→ **GIVEN ENTRIES**:
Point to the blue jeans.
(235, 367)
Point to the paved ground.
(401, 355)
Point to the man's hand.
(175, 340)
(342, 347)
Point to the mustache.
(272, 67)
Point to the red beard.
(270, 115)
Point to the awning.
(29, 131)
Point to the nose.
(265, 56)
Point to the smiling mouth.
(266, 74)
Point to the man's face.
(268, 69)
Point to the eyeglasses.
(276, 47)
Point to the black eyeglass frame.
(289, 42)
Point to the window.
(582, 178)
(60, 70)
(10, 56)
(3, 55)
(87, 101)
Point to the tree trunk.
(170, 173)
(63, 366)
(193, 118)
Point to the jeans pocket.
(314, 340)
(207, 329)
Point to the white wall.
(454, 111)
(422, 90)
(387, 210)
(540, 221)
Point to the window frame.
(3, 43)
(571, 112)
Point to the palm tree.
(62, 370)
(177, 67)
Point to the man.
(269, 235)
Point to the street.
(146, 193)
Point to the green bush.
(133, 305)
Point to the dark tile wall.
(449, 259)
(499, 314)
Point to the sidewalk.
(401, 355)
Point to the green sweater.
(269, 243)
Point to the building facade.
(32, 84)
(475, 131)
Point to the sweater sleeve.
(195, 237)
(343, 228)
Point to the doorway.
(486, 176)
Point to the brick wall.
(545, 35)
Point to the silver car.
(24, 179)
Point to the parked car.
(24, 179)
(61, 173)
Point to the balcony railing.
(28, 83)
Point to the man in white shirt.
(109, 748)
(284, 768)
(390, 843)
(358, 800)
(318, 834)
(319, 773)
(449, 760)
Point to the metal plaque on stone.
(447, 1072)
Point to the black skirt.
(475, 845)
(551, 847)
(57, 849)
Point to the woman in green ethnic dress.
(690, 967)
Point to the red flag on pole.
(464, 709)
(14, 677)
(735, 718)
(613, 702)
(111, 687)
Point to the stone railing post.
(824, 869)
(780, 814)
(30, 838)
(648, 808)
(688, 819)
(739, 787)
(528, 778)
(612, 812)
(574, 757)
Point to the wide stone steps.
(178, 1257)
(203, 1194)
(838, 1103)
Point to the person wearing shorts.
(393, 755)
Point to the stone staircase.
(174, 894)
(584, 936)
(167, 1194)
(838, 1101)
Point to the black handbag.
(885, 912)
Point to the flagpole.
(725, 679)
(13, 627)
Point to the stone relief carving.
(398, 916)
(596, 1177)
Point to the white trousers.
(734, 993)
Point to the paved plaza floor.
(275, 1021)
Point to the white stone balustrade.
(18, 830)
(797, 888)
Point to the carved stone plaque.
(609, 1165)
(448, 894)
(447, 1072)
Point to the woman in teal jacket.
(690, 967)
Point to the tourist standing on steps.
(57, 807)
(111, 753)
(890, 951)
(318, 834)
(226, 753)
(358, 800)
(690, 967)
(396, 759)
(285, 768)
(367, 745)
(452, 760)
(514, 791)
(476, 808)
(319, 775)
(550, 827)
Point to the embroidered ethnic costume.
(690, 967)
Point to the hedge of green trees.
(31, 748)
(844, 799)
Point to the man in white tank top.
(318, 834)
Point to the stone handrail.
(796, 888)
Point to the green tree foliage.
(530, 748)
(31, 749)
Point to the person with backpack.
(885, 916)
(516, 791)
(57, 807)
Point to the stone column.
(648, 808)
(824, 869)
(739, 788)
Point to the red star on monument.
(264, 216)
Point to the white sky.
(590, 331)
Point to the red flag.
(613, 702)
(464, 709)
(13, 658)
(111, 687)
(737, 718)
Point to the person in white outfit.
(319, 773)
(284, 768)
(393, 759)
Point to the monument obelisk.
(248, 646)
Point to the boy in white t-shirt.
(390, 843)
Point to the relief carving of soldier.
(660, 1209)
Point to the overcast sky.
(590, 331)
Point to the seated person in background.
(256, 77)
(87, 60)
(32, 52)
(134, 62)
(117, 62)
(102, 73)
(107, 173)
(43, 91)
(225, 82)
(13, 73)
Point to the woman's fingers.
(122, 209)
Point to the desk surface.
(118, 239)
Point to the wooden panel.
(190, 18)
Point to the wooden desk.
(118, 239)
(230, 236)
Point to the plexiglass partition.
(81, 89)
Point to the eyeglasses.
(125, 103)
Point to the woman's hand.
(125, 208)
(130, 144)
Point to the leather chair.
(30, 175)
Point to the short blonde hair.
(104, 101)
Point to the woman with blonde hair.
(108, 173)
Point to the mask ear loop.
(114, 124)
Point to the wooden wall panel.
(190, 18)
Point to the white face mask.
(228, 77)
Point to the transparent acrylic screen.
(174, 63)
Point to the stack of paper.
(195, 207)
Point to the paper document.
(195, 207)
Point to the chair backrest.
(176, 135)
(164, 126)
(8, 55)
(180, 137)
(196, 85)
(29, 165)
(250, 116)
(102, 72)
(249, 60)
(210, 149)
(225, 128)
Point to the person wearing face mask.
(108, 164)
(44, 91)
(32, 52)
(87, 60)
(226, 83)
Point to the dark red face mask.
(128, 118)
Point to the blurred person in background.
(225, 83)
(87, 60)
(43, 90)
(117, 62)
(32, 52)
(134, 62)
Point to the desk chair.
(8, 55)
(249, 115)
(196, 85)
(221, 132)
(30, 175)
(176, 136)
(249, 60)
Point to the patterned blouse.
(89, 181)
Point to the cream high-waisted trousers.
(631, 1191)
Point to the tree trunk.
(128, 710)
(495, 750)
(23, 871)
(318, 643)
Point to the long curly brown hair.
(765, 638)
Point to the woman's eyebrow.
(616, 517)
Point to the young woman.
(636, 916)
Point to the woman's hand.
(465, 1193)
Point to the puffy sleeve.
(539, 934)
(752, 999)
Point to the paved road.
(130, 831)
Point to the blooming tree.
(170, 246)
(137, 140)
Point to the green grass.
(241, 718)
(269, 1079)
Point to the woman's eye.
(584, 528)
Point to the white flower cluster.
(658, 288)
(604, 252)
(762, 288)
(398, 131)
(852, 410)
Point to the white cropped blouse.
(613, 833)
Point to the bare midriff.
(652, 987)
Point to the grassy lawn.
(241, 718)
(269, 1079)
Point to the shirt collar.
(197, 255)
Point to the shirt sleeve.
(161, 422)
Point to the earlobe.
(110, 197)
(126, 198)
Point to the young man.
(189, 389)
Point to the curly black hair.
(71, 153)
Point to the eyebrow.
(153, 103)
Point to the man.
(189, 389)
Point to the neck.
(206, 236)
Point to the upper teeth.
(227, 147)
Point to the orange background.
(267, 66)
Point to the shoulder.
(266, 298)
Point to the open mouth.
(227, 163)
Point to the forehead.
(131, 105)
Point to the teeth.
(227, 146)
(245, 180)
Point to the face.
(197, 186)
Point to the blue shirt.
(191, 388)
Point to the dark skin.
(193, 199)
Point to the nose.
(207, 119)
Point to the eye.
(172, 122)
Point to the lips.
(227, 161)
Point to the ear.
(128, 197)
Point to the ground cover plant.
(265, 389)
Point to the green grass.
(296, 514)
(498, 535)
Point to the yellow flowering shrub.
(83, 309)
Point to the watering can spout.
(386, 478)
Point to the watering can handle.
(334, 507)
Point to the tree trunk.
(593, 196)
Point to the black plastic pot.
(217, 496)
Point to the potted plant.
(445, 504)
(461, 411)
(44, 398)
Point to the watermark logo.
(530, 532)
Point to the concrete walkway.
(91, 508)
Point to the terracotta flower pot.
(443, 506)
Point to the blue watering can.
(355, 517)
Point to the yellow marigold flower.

→ **EXERCISE**: Reproduce all of the data above word for word, with nothing added, dropped, or changed.

→ **RESPONSE**:
Point to the blue jeans.
(235, 367)
Point to the paved ground.
(401, 355)
Point to the man's hand.
(175, 340)
(342, 347)
Point to the mustache.
(272, 67)
Point to the red beard.
(270, 115)
Point to the awning.
(29, 131)
Point to the nose.
(265, 56)
Point to the smiling mouth.
(266, 74)
Point to the man's face.
(268, 69)
Point to the eyeglasses.
(276, 47)
Point to the black eyeglass frame.
(289, 42)
Point to the window.
(582, 178)
(60, 70)
(10, 56)
(3, 55)
(87, 101)
Point to the tree trunk.
(170, 173)
(63, 366)
(193, 118)
Point to the jeans pocket.
(314, 340)
(207, 329)
Point to the white wall.
(454, 111)
(422, 90)
(387, 210)
(540, 221)
Point to the window frame.
(3, 43)
(571, 112)
Point to the palm tree.
(62, 370)
(177, 67)
Point to the man.
(269, 235)
Point to the street.
(146, 193)
Point to the green bush.
(133, 305)
Point to the dark tile wall.
(449, 259)
(499, 314)
Point to the sidewalk.
(401, 355)
Point to the green sweater.
(269, 243)
Point to the building facade.
(32, 84)
(475, 131)
Point to the sweater sleeve.
(195, 237)
(343, 228)
Point to the doorway.
(486, 176)
Point to the brick wall.
(545, 35)
Point to the silver car.
(24, 179)
Point to the parked car.
(24, 179)
(61, 173)
Point to the balcony railing.
(28, 83)
Point to the man in white shirt.
(109, 748)
(284, 768)
(390, 843)
(358, 800)
(318, 834)
(319, 773)
(449, 760)
Point to the metal plaque on stone.
(447, 1072)
Point to the black skirt.
(475, 845)
(551, 847)
(57, 849)
Point to the woman in green ethnic dress.
(690, 967)
Point to the red flag on pole.
(464, 709)
(14, 677)
(735, 718)
(613, 702)
(111, 687)
Point to the stone railing post.
(824, 869)
(780, 814)
(30, 838)
(648, 808)
(688, 819)
(739, 787)
(528, 778)
(612, 812)
(574, 757)
Point to the wide stone steps.
(178, 1257)
(203, 1194)
(838, 1103)
Point to the person wearing shorts.
(393, 755)
Point to the stone staircase.
(174, 894)
(584, 936)
(167, 1194)
(838, 1101)
Point to the black handbag.
(885, 912)
Point to the flagpole.
(725, 679)
(13, 627)
Point to the stone relief carving.
(398, 916)
(596, 1177)
Point to the white trousers.
(734, 993)
Point to the paved plaza floor.
(275, 1021)
Point to the white stone balustrade.
(18, 830)
(797, 888)
Point to the carved stone plaque.
(609, 1165)
(448, 894)
(447, 1072)
Point to the woman in teal jacket.
(690, 967)
Point to the tourist standing on steps.
(57, 807)
(111, 753)
(890, 951)
(318, 834)
(226, 753)
(358, 800)
(690, 967)
(396, 759)
(285, 768)
(367, 745)
(452, 760)
(514, 791)
(476, 808)
(319, 775)
(550, 827)
Point to the embroidered ethnic costume.
(690, 967)
Point to the hedge of green trees.
(31, 748)
(844, 799)
Point to the man in white tank top.
(318, 834)
Point to the stone handrail.
(796, 888)
Point to the green tree foliage.
(530, 748)
(31, 749)
Point to the person with backpack.
(885, 916)
(516, 791)
(57, 807)
Point to the stone column.
(648, 808)
(824, 869)
(739, 788)
Point to the red star on monument.
(264, 216)
Point to the white sky.
(590, 331)
Point to the red flag.
(613, 702)
(464, 709)
(13, 658)
(111, 687)
(737, 718)
Point to the person in white outfit.
(319, 773)
(284, 768)
(393, 759)
Point to the monument obelisk.
(248, 646)
Point to the boy in white t-shirt.
(390, 843)
Point to the relief carving of soldier.
(660, 1209)
Point to the overcast sky.
(590, 331)
Point to the seated person in background.
(256, 77)
(87, 60)
(32, 52)
(134, 62)
(117, 62)
(102, 73)
(107, 173)
(43, 91)
(225, 82)
(13, 73)
Point to the woman's fingers.
(122, 209)
Point to the desk surface.
(118, 239)
Point to the wooden panel.
(190, 18)
Point to the wooden desk.
(118, 239)
(230, 236)
Point to the plexiglass partition.
(81, 89)
Point to the eyeglasses.
(125, 103)
Point to the woman's hand.
(125, 208)
(130, 144)
Point to the leather chair.
(30, 175)
Point to the short blonde hair.
(104, 101)
Point to the woman with blonde hair.
(108, 173)
Point to the mask ear loop.
(114, 124)
Point to the wooden wall panel.
(190, 18)
Point to the white face mask.
(228, 77)
Point to the transparent acrylic screen.
(174, 63)
Point to the stack of paper.
(195, 207)
Point to the paper document.
(195, 207)
Point to the chair backrest.
(176, 135)
(164, 126)
(8, 55)
(180, 137)
(196, 85)
(29, 165)
(250, 116)
(102, 72)
(249, 60)
(210, 149)
(225, 128)
Point to the person wearing face mask.
(108, 164)
(44, 91)
(32, 52)
(87, 60)
(226, 83)
Point to the dark red face mask.
(128, 118)
Point to the blurred person in background.
(225, 83)
(87, 60)
(43, 90)
(117, 62)
(32, 52)
(134, 62)
Point to the desk chair.
(8, 55)
(249, 115)
(196, 85)
(221, 132)
(30, 175)
(176, 136)
(249, 60)
Point to the patterned blouse.
(89, 181)
Point to the cream high-waisted trousers.
(631, 1191)
Point to the tree trunk.
(128, 710)
(495, 750)
(23, 871)
(318, 643)
Point to the long curly brown hair.
(765, 638)
Point to the woman's eyebrow.
(616, 517)
Point to the young woman.
(636, 916)
Point to the woman's hand.
(465, 1193)
Point to the puffy sleeve.
(539, 934)
(752, 999)
Point to the paved road.
(130, 831)
Point to the blooming tree.
(170, 246)
(137, 140)
Point to the green grass.
(241, 718)
(269, 1079)
Point to the woman's eye.
(584, 528)
Point to the white flower cluster.
(658, 288)
(604, 252)
(762, 288)
(398, 131)
(852, 410)
Point to the white cropped blouse.
(613, 833)
Point to the bare midriff.
(652, 987)
Point to the grassy lawn.
(241, 718)
(269, 1079)
Point to the shirt collar.
(197, 255)
Point to the shirt sleeve.
(161, 422)
Point to the earlobe.
(110, 197)
(126, 198)
Point to the young man.
(189, 389)
Point to the curly black hair.
(71, 153)
Point to the eyebrow.
(153, 103)
Point to the man.
(189, 389)
Point to the neck.
(206, 236)
Point to the upper teeth.
(227, 147)
Point to the orange background.
(267, 66)
Point to the shoulder.
(266, 298)
Point to the open mouth.
(227, 163)
Point to the forehead.
(131, 105)
Point to the teeth.
(227, 146)
(245, 180)
Point to the face.
(197, 186)
Point to the blue shirt.
(191, 388)
Point to the dark skin.
(193, 199)
Point to the nose.
(207, 119)
Point to the eye.
(172, 122)
Point to the lips.
(227, 161)
Point to the ear.
(128, 197)
Point to the ground cover plant.
(265, 389)
Point to the green grass.
(296, 514)
(498, 535)
Point to the yellow flowering shrub.
(83, 309)
Point to the watering can spout.
(386, 478)
Point to the watering can handle.
(334, 507)
Point to the tree trunk.
(593, 196)
Point to the black plastic pot.
(217, 496)
Point to the potted plant.
(445, 504)
(461, 411)
(44, 398)
Point to the watermark logo.
(530, 532)
Point to the concrete walkway.
(91, 508)
Point to the terracotta flower pot.
(443, 506)
Point to the blue watering can.
(355, 517)
Point to the yellow marigold flower.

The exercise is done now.